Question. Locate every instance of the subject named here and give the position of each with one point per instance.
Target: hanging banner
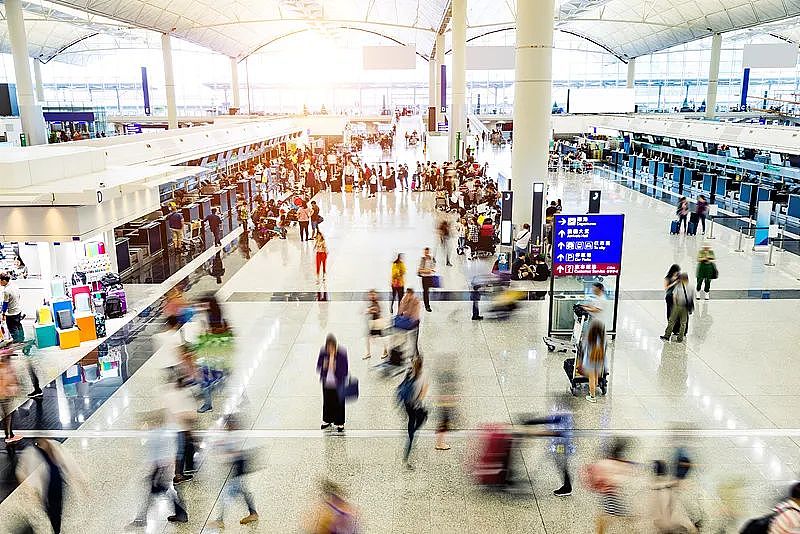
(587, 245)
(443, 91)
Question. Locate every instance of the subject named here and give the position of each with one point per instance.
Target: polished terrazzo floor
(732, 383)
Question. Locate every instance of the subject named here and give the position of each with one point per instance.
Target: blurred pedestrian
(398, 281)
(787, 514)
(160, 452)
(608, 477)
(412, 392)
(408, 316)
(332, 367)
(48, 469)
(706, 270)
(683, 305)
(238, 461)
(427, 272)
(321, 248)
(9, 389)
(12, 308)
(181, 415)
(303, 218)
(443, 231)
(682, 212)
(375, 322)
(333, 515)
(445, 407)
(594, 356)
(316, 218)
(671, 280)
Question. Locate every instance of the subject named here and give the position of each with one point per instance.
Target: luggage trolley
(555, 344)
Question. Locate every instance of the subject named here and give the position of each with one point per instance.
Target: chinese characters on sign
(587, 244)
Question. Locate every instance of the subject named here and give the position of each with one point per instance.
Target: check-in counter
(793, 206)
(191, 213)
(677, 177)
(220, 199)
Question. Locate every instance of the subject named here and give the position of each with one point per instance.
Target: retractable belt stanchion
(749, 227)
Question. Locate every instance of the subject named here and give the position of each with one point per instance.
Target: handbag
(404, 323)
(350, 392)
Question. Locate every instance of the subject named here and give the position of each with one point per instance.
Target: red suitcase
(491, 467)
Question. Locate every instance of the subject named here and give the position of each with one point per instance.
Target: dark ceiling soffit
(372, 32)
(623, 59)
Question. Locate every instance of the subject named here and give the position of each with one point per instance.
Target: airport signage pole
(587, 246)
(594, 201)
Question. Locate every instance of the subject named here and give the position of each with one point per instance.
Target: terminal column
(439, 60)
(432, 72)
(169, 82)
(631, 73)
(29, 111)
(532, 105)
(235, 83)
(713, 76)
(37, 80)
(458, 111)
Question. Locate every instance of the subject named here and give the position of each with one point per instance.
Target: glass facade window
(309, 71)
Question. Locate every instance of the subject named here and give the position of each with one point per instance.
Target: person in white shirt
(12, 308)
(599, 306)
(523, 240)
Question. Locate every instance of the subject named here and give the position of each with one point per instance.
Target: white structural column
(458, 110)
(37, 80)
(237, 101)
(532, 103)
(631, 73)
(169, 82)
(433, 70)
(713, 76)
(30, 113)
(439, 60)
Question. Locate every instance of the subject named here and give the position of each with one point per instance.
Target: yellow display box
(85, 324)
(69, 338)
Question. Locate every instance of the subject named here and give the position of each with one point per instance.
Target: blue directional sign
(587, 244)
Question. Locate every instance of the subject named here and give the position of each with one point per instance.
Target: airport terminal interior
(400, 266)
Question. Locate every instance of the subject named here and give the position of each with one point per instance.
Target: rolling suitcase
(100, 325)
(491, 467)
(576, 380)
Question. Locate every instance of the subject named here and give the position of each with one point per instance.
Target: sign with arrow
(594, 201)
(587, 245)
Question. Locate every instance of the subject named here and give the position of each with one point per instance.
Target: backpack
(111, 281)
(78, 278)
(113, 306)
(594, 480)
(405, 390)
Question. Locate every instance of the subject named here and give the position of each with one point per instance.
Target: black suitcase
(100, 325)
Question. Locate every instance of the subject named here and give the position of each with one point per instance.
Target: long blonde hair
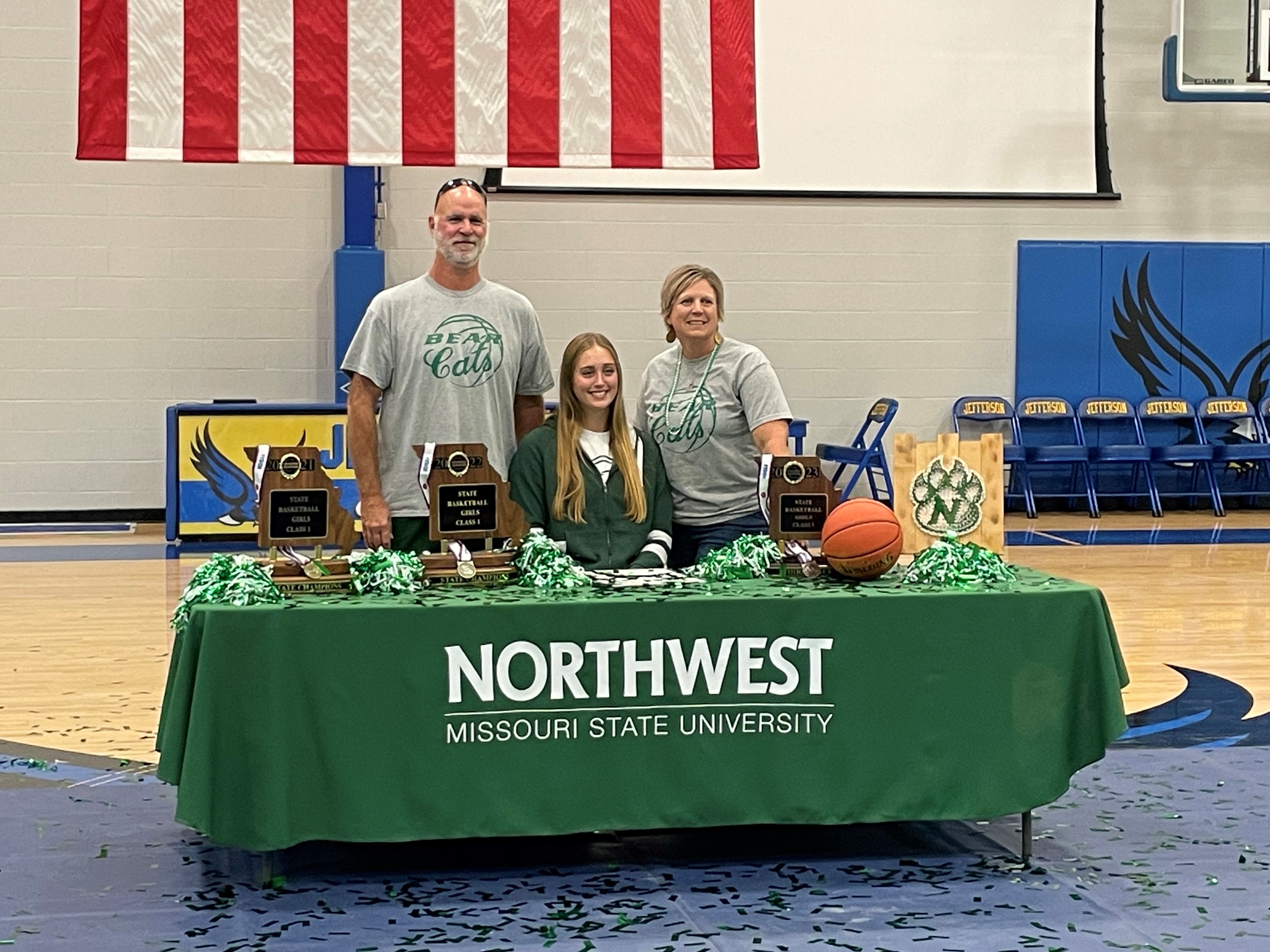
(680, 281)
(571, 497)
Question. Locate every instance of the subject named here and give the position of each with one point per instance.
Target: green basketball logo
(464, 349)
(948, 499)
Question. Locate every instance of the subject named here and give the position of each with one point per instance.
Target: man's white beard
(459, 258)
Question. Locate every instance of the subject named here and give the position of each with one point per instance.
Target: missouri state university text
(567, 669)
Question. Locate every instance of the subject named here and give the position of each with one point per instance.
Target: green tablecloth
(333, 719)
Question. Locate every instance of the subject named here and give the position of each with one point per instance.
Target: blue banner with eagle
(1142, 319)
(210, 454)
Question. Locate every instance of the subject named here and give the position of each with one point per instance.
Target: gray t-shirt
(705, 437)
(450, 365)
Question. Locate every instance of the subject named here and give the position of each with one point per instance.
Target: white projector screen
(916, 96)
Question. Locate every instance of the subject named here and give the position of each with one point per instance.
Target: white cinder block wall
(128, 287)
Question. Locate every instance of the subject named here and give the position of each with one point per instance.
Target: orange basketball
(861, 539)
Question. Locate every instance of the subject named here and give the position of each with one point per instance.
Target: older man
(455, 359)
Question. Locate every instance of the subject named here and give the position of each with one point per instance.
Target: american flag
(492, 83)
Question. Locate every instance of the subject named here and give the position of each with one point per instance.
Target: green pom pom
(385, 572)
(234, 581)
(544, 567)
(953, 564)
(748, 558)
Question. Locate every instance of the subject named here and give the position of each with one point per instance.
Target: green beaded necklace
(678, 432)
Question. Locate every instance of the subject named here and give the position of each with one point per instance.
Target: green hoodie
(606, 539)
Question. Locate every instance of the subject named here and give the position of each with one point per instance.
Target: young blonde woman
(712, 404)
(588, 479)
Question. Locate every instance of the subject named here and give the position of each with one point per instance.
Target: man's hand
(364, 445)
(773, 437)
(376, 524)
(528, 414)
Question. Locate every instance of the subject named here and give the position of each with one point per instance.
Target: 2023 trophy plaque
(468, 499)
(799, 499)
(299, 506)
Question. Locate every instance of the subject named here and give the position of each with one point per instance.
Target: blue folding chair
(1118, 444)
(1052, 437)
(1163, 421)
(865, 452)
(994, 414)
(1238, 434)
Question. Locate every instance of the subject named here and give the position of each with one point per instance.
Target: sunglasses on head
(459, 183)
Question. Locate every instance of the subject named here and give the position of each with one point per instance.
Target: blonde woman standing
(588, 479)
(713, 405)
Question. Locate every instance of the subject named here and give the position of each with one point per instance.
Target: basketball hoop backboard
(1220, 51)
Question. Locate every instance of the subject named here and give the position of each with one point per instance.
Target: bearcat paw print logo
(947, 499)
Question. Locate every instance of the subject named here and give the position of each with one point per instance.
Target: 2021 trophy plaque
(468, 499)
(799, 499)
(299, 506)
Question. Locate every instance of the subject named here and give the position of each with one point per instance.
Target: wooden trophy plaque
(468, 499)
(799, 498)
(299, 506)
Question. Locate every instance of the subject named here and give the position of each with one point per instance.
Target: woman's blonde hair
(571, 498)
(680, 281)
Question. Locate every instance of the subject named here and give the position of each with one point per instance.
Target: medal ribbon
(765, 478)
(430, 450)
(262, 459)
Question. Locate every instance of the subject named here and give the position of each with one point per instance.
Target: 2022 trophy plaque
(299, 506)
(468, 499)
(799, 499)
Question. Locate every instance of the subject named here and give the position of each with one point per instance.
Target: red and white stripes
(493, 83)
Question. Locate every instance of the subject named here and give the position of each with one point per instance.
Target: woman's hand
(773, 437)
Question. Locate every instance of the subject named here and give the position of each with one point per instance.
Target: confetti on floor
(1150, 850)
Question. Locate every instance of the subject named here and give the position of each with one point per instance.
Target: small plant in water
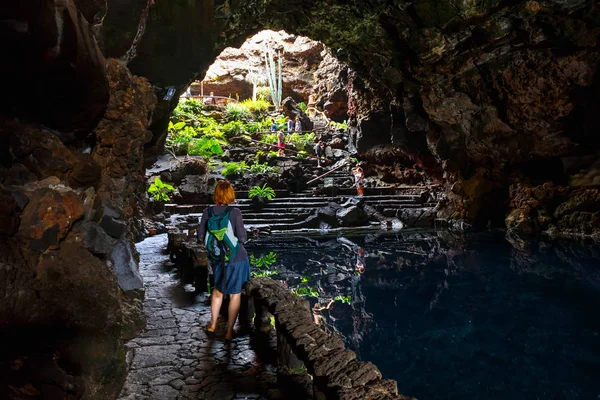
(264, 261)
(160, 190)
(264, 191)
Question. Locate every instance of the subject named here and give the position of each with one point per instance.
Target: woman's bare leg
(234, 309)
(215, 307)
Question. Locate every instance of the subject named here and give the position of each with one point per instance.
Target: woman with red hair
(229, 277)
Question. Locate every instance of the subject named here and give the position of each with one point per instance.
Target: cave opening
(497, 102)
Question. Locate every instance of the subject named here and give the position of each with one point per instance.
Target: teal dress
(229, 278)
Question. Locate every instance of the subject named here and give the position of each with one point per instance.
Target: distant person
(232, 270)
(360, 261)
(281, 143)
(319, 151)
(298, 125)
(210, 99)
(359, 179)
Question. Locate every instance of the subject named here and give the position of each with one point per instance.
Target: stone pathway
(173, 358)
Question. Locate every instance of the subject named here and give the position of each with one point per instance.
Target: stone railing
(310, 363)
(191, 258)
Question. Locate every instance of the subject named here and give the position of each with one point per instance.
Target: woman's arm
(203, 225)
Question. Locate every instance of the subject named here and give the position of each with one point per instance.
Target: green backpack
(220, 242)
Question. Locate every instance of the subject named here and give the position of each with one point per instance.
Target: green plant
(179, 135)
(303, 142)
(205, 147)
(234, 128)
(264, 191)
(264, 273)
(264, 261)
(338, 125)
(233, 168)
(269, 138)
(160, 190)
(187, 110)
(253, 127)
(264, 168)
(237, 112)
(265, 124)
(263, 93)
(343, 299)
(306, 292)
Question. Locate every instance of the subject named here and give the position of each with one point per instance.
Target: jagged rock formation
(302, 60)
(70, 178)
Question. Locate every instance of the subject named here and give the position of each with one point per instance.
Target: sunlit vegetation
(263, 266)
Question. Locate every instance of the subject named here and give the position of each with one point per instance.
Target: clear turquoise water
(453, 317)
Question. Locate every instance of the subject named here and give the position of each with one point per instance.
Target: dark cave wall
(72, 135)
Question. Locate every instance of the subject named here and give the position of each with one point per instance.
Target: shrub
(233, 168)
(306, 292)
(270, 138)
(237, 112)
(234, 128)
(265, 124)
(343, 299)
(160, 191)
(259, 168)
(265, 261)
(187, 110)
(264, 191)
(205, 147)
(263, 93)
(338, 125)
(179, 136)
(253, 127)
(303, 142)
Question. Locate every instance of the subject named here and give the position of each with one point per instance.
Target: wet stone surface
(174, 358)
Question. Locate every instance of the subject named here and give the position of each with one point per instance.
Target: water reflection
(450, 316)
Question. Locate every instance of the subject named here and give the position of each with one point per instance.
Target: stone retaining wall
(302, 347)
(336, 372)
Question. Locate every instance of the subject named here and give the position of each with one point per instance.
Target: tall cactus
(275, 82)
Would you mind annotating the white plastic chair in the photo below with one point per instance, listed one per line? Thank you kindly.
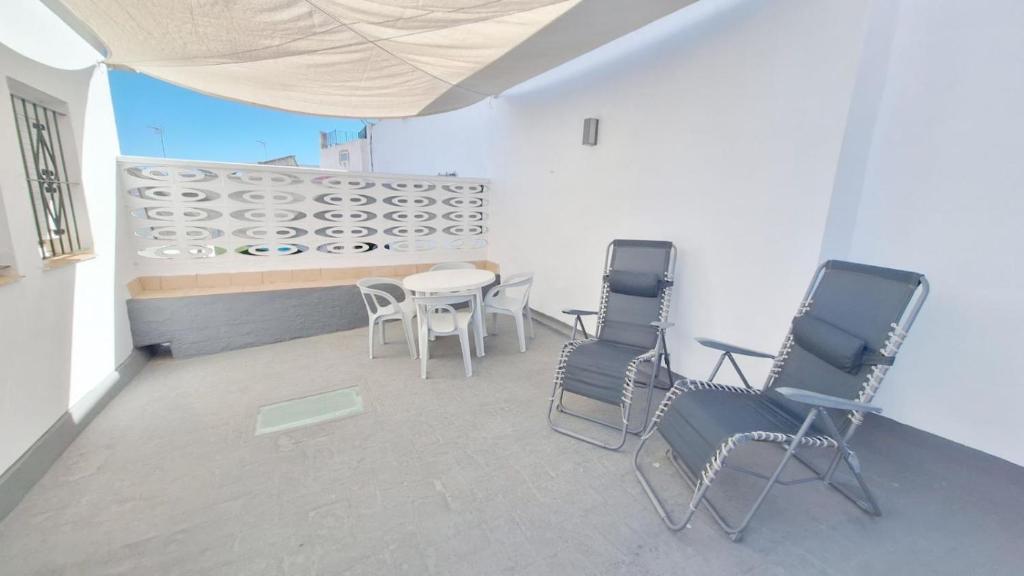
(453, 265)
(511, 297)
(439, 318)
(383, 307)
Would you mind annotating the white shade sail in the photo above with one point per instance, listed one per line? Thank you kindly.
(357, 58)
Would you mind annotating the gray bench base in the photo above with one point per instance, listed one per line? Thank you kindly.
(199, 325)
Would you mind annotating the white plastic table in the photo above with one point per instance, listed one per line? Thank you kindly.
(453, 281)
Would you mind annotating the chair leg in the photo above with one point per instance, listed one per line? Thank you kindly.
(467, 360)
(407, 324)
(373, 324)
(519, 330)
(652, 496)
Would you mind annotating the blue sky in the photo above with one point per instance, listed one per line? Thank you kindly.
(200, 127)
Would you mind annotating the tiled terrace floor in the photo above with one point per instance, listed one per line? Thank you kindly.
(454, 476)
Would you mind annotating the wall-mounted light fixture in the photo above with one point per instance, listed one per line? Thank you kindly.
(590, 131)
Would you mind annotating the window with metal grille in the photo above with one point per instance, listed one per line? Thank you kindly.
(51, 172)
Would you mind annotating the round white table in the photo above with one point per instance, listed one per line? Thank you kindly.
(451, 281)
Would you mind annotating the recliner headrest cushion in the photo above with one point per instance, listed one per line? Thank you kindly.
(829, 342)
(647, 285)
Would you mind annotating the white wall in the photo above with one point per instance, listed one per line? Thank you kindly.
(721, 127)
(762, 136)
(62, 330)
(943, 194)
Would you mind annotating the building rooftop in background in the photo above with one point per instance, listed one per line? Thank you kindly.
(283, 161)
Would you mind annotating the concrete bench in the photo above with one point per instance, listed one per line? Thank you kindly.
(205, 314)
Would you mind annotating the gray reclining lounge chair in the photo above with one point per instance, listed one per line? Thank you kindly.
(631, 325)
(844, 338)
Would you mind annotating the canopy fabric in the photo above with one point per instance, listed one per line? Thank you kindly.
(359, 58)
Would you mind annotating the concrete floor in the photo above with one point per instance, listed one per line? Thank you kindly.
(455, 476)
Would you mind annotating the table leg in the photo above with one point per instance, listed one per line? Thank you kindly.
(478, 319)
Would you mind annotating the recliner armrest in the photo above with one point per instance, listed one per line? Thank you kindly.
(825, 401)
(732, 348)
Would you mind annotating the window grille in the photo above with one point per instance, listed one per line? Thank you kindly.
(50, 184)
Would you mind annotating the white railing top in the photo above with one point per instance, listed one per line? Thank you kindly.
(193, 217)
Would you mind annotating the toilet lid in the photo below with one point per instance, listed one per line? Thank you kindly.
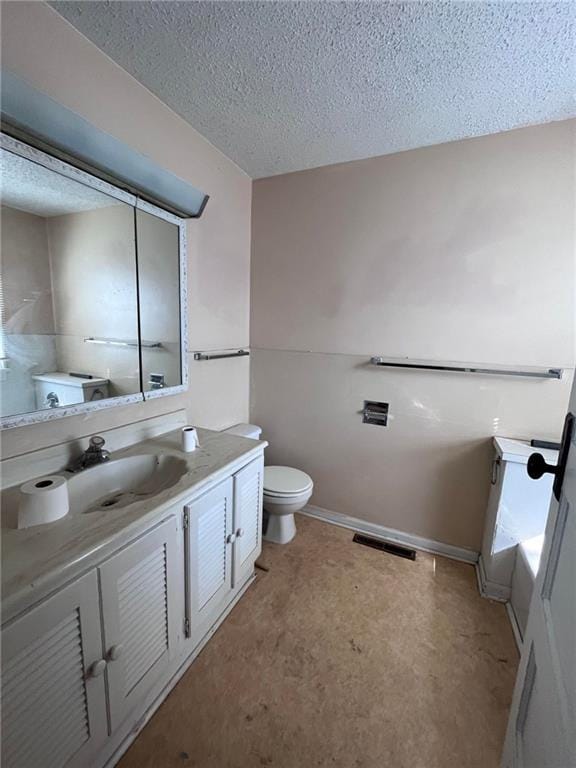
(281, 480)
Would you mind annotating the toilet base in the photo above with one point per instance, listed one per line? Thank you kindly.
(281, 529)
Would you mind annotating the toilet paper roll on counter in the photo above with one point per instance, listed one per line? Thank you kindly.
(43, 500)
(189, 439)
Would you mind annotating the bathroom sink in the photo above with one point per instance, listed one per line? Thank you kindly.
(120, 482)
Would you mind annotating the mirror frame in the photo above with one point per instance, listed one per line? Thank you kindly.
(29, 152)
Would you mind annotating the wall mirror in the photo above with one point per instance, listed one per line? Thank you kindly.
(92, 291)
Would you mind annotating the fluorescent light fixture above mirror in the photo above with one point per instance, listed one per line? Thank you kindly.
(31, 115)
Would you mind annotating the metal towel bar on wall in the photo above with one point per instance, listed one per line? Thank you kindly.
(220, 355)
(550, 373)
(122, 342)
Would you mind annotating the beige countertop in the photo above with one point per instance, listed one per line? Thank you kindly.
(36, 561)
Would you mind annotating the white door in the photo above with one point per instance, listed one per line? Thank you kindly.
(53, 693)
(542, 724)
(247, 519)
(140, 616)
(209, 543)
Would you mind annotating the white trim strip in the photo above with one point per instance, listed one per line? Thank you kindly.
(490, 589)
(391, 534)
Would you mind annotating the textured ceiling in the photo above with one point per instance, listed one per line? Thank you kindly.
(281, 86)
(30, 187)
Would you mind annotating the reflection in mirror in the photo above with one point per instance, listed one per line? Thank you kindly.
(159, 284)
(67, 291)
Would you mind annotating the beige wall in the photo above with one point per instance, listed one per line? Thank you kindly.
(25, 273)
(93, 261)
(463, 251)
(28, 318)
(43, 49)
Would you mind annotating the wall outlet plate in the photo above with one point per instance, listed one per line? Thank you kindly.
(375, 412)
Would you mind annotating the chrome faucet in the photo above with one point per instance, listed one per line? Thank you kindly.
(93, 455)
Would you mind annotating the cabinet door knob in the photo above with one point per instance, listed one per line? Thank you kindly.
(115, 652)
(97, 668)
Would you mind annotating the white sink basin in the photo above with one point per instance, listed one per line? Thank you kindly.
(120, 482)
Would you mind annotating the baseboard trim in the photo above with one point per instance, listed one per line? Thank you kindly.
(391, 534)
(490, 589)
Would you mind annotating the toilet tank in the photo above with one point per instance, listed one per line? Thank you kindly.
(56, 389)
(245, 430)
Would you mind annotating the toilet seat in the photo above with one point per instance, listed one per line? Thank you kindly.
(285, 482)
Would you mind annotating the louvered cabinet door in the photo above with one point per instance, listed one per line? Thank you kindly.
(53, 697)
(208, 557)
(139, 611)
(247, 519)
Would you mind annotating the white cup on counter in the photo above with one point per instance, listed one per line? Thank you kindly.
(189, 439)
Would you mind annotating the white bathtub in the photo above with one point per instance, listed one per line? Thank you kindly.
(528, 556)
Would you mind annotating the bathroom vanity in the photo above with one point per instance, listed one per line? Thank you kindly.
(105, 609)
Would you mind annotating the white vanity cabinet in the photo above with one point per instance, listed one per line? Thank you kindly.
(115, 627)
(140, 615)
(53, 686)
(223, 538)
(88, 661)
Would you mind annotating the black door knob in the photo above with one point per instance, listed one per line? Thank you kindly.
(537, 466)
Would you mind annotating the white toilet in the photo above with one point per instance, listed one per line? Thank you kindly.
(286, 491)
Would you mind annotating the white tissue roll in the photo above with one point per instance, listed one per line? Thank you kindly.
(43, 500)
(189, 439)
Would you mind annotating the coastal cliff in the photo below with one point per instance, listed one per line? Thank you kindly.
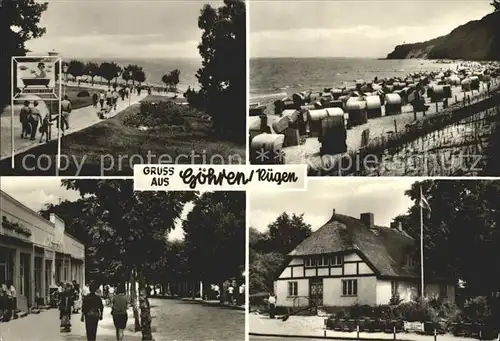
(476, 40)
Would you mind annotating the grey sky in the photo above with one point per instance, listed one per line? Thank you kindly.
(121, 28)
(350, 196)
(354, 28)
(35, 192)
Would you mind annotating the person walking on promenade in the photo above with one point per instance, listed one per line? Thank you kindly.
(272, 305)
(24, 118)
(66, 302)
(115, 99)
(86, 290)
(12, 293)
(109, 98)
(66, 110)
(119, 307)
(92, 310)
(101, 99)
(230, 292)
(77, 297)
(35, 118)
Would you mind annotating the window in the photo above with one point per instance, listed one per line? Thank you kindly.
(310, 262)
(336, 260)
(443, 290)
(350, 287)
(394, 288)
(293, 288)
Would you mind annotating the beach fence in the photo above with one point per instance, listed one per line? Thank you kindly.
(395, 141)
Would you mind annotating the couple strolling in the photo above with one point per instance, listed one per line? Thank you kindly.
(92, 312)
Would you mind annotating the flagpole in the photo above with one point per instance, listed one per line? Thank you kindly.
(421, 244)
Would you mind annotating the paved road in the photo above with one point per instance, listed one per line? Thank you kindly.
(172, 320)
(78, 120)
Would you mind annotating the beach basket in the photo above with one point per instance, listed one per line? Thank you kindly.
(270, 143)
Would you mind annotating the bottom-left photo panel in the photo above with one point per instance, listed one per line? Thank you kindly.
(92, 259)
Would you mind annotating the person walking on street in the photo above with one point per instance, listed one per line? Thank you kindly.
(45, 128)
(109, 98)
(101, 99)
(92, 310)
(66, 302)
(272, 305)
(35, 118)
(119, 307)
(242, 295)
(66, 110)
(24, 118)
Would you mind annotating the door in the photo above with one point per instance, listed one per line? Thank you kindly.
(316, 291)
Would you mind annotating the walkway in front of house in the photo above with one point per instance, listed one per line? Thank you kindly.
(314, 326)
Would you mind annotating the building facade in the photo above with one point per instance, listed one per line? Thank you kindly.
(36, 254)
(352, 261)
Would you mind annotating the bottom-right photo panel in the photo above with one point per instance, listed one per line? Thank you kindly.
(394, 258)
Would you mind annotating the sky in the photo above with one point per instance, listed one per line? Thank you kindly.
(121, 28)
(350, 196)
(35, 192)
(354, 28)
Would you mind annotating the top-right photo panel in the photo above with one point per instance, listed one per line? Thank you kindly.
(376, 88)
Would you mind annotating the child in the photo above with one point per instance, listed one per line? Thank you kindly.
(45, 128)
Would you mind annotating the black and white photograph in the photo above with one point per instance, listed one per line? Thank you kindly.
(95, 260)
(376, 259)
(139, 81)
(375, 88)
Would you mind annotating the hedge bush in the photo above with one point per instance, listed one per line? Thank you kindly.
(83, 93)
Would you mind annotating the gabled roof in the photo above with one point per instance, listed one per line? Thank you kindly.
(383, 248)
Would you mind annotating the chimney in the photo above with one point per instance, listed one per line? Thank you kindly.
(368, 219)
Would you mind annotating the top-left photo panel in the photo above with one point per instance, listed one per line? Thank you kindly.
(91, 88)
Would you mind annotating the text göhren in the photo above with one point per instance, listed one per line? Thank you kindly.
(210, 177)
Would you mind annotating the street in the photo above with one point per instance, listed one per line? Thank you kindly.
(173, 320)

◆ ◆ ◆ ◆ ◆

Task description: Copy out exactly the lines from the line with "Would you mind annotating the black and" to the end of the listing, including both of those lines, and give nothing else.

Solution:
Would you mind annotating the black and white photograph in the photo above with one point per instance, listed one per line? Thank you kindly.
(95, 260)
(376, 259)
(139, 81)
(375, 88)
Would you mind annotating the hedge bush in the photo above with one point per instance, listed one per line? Thank you kindly.
(83, 93)
Would you mind annotating the gabled roof in the photo above with one point per instance, listed one per line? Thank you kindly.
(383, 248)
Would you mind annotating the chimney in the photo above with one point per instance, listed one per line? Thank you kindly.
(368, 219)
Would you mind annotating the top-left photo panel in the photo above with one point per instance, listed one per line? Thank you kindly.
(91, 88)
Would you mind annotating the text göhren in the photo above with one point per instance, listed one per line? Thank you kindly.
(210, 177)
Would you mind annotating the street in the photo above with one point per instance, listed one per line? Thank you kindly.
(173, 320)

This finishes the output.